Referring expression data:
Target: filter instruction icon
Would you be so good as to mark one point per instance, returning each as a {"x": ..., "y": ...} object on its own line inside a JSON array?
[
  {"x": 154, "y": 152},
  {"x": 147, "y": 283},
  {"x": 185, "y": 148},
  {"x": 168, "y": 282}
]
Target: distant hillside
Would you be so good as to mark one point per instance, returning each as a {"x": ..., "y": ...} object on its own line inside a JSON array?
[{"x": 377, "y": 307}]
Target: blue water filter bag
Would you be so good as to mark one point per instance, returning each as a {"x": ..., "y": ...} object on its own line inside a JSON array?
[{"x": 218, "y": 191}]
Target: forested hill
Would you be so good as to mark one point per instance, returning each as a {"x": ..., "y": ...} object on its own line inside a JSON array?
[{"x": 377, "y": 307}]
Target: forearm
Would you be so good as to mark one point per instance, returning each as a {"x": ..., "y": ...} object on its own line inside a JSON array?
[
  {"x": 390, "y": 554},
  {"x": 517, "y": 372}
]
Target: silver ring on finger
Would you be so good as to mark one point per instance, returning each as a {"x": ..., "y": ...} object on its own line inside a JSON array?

Assignment: The records above are to be set down again exactly as written.

Expected answer:
Target: filter instruction icon
Would you be so good as to mark one point per instance, returning each as a {"x": ..., "y": ...} object on its own line inside a JSON array?
[
  {"x": 154, "y": 152},
  {"x": 147, "y": 283},
  {"x": 185, "y": 148},
  {"x": 168, "y": 282}
]
Target: distant hillside
Would you be so good as to mark one point per instance, returning each as a {"x": ..., "y": ...} object on its own line inside a JSON array?
[{"x": 377, "y": 307}]
Target: blue water filter bag
Would you be so good as to mark one point per instance, returning each as a {"x": ..., "y": ...} object on its own line inside a JSON array?
[{"x": 218, "y": 191}]
Target: forested hill
Would you be so good as to mark one point per instance, returning each as a {"x": ..., "y": ...} object on its own line inside a JSON array?
[{"x": 377, "y": 307}]
Target: forearm
Would you be so good as to mark one point per instance, returning each as a {"x": ..., "y": ...} object on its own line inside a JSON array?
[
  {"x": 390, "y": 554},
  {"x": 517, "y": 372}
]
Target: silver ring on finger
Would you be so good as to mark one point per instance, returning each as a {"x": ..., "y": ...} object on its own line inside a JSON array?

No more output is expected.